● Task details
Please echo the following lines exactly, with nothing changed.

** START OF Listed records **

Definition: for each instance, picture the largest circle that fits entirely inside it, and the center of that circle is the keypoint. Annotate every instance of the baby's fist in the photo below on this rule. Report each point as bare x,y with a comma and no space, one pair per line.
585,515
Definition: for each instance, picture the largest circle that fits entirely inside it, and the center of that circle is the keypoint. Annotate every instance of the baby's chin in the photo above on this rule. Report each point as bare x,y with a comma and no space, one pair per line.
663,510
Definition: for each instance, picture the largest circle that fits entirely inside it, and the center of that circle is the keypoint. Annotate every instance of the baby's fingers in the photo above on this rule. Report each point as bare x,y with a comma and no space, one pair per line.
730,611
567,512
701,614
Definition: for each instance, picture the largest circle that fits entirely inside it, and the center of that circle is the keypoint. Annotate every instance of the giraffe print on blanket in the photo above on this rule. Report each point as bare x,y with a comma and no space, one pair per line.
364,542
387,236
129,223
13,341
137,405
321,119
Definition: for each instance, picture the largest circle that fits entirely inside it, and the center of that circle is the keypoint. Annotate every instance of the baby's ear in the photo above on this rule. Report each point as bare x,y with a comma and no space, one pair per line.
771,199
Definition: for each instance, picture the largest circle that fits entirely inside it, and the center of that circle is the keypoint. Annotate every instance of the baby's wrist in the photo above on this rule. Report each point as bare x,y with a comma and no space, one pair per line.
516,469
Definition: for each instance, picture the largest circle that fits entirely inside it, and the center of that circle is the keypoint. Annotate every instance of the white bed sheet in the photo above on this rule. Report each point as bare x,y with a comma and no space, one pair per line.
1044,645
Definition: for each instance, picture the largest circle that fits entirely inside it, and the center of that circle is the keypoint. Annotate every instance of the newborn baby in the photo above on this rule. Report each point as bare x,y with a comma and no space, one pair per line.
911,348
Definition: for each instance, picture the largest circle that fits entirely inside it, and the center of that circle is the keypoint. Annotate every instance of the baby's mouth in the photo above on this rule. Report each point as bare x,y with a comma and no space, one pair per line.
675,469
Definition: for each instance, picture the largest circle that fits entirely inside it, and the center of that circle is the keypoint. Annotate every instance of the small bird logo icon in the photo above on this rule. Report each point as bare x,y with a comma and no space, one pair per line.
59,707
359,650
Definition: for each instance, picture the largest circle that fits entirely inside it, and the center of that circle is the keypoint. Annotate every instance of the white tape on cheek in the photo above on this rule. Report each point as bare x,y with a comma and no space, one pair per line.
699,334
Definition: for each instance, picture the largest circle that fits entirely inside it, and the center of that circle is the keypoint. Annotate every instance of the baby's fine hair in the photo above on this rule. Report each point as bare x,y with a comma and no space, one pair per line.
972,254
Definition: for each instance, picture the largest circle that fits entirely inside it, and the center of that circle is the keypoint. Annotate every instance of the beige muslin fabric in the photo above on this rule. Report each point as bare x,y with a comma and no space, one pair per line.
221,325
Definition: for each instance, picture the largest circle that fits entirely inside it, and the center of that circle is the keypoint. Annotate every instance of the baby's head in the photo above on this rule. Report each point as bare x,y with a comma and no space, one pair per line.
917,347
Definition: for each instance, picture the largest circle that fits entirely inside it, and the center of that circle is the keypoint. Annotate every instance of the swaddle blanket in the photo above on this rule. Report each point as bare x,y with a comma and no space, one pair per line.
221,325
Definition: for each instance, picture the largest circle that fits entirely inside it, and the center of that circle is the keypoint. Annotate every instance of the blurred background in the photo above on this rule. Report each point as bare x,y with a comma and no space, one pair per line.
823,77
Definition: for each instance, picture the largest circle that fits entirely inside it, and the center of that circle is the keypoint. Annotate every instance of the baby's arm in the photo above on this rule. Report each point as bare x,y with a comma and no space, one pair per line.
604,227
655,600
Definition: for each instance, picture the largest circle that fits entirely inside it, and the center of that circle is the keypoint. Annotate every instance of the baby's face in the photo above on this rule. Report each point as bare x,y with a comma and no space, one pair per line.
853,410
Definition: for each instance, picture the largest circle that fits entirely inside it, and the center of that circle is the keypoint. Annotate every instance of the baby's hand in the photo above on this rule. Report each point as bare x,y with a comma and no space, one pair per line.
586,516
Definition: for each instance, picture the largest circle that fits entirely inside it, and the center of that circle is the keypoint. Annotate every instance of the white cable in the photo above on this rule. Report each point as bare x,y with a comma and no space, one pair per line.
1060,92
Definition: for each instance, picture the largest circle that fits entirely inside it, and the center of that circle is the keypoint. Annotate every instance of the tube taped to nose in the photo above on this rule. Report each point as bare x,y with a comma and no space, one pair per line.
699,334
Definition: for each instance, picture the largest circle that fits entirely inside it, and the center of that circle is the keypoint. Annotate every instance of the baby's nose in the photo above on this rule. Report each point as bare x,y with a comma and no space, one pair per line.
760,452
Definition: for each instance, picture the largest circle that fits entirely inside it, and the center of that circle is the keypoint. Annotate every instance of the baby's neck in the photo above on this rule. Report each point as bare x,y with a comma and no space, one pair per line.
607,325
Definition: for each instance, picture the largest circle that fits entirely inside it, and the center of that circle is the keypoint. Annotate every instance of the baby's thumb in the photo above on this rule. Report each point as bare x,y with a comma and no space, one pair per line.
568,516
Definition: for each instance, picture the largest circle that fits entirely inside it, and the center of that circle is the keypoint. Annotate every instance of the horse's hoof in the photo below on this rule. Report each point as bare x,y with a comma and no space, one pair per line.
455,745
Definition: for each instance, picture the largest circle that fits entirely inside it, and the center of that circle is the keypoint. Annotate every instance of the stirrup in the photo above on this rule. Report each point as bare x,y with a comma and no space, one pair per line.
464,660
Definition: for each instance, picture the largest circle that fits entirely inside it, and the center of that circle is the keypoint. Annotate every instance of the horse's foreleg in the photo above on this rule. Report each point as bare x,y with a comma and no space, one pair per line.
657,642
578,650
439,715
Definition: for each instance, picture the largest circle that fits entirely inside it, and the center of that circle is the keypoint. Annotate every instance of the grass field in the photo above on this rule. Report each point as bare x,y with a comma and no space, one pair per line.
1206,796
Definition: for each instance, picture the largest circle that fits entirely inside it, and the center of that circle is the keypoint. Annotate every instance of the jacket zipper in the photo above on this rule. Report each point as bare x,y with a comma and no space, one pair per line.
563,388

** END OF Listed records **

● Worked answer
Definition: for each instance, picture the largest circle that fits entirely inside it, and the center of that circle is the keypoint. Annotate every instance of the baby's fist in the photo below on this rule. Report each point as bare x,y with a comma and no space, one pair per line.
585,515
Definition: for each instance, picture the largest circle that fits entirely inside it, and the center of that circle is the keypoint. Annotate every instance of the baby's chin in the photo above on this rule. Report each point as bare x,y with a comma and no space, one pair per line.
663,510
Definition: for each instance, picture the largest circle that fits entirely inside it, and the center of that circle is the keypoint. Annotate every instance of the baby's fingers in the photo above on this rule. Report each point as bare x,y with a comma and no space, one pair per line.
730,611
567,512
701,614
Definition: for each instance, picture the largest circle that fits entirely inside it, and the center of that circle is the keypoint. Annotate every instance of the giraffe print on blanket in the photo above on this rule. Report each point as bare x,y with a comma and no space, one pair per line.
364,542
387,236
129,223
13,341
137,405
321,119
Definition: for each instance, picture the largest circle that fits entirely inside it, and the center of that circle is the keypoint. Annotate every instance of the baby's ear in the photo above on this rule. Report each point as bare x,y with a comma and no space, one pair per line.
771,199
Definition: for each instance, picture the largest circle that fits entirely inside it, and the center of that circle is the keypoint. Annotate every instance of the baby's wrist in the photo above on this rule. Report each point as bare x,y with a comma and no space, one pair per line.
516,469
Definition: for each instance, picture the largest circle that fits entirely inside it, and the center of that circle is the keypoint. Annotate every instance of the white bed sheet in the photo above on this rule. Report each point as bare x,y with a comma and no space, one pair per line.
1044,645
Definition: for each instance, picture the largest circle that fits entirely inside it, and the center of that circle is the keypoint. Annotate every instance of the newborn baby in the photo above on this rule. Report each point as bare x,y with a comma and no space, one pair per line.
911,348
Definition: for each instance, picture the largest circle that fits entirely inside it, and the center of that circle is the keypoint. Annotate every instance of the baby's mouth in the photo above on this rule. Report each point as bare x,y with a comma and no space, one pair per line.
675,469
Definition: for each instance, picture the largest circle that fits entirely inside it, and the center of that circle is the keypoint. Annotate every instance of the small bird logo icon in the photo above on this rule. Report each point as bare x,y with a comma and no space, one pair per line.
59,707
359,650
Definition: for each instance, picture the largest circle that fits entirely inside it, and the center of that circle is the keypoint. Annotate every instance of the white tape on cheek in the photo above on this rule. Report each point as bare x,y with a comma and no space, one pair per line.
699,334
Definition: for each instance, picture the largest circle that fits entirely inside it, and the center of that circle is the keypoint. Annotate every instance of the baby's fine hair in the photo above on this rule. Report each point as bare x,y with a comma and no space, one pair per line.
972,254
Definition: for each instance, picture the largest circle that fits entirely inside it, and the center of that circle is the keypoint. Annotate every instance of the beige muslin fabric in the photo above on this rule. Report each point as bare x,y with a comma and no space, one pair per line.
221,325
Definition: for each instance, picture the largest circle that fits entirely inside it, and the center of that circle is the keypoint. Annotate every instance of the baby's head in the photo above on this rule. Report each point as bare x,y with a comma and no space, one pair per line.
917,347
Definition: for each instance, picture the largest circle that fits entirely inside it, and the center of that circle is the keypoint. Annotate every instance of the swaddle blanket in the photo above on this rule. Report each point as bare x,y with a comma and no space, one pair per line.
221,325
Definition: for each instance, picture the largest circle that fits entirely inside it, and the center of that circle is the keypoint. Annotate every instance of the blurred background in the photo above on this rule. Report each point as bare x,y with a comma and no space, one pair per line.
823,77
Definition: for each instance, picture the largest circle that fits entirely inside it, and the center of that circle is the keypoint. Annotate every instance of the baby's arm in the photo above on this rule. Report each point as bare x,y with a comma and no space, one pair per line.
604,227
655,600
Definition: for each instance, picture the largest circle that fits entirely inside it, and the center of that circle is the keypoint. Annotate every instance of the baby's face in the photo above on this rule. Report each point as bare x,y with a comma and no space, one pair per line.
853,410
Definition: for each instance, picture the largest circle that fits entirely inside it, and the center of that circle is the keypoint. Annotate every instance of the baby's hand in the photo above on this rule. Report each point as bare x,y with a comma and no space, one pair per line.
586,516
Definition: for each instance, picture the largest circle that fits entirely inside it, and the center of that circle is the keypoint. Annotate every instance of the white cable in the photo above on this rule. Report each point as bare x,y with a comma and no space, one pair per line.
1060,92
Definition: for each instance, picture the largest circle that fits entirely inside it, and the center of that circle is the keypoint. Annotate every instance of the tube taped to nose in the photo above on this rule. Report each point as bare x,y with a comma and no space, one pair per line.
699,334
Definition: for each instance, picture the largest circle that fits entirely inside it, and the center of that circle is the keypoint. Annotate every instance of the baby's nose in the photo above on this rule. Report each point as bare x,y with a comma and no space, one pair per line.
760,452
Definition: for each instance, picture the largest circle that fits entirely inside it, and the center of that circle is the keypoint. Annotate every instance of the baby's neck in the photo above on this rule. Report each point as bare x,y with a comma and no space, one pair per line.
607,325
Definition: for each instance, picture the largest circle that fits entirely inside it, and the center of that circle is the keypoint. Annotate every instance of the baby's thumb in the photo above on this rule. Report each point as bare x,y with a comma and no space, one pair per line.
568,516
Definition: for each instance, picture the largest circle that fits entirely inside it, and the center of that circle is the keypoint. Annotate every instance of the horse's hoof in the photo below on this rule. Report each point as bare x,y with a comma and no space, one pair per line.
455,745
Definition: for each instance, picture the largest circle that fits entirely inside it, and the center of that circle is the keypoint. Annotate every instance of the stirrup in the photo above on this rule. Report each point as bare x,y with a comma and no space, one pair per line.
464,660
Definition: for each instance, picture the largest circle that fits entirely inside it, and the center of that circle is the keypoint. Annotate every instance of the horse's foreleg in the photo above on this rule. Report each point as bare x,y with a comma and no space, one pair per line.
657,642
578,650
439,715
Definition: for each instance, picture the largest circle that fits entirely inside it, and the center of that circle is the keypoint. Annotate every instance of the grass field in the photo above on this rule. Report each point as bare x,y with a comma and no space, one pair per line.
1206,796
Definition: for each instance, picture the largest circle that fits entirely inside it, and the center of that circle is the keypoint. Annotate every instance of the jacket zipper in the photo above on this rule. Report each point as bare x,y with a comma and no space, one pair per line.
563,388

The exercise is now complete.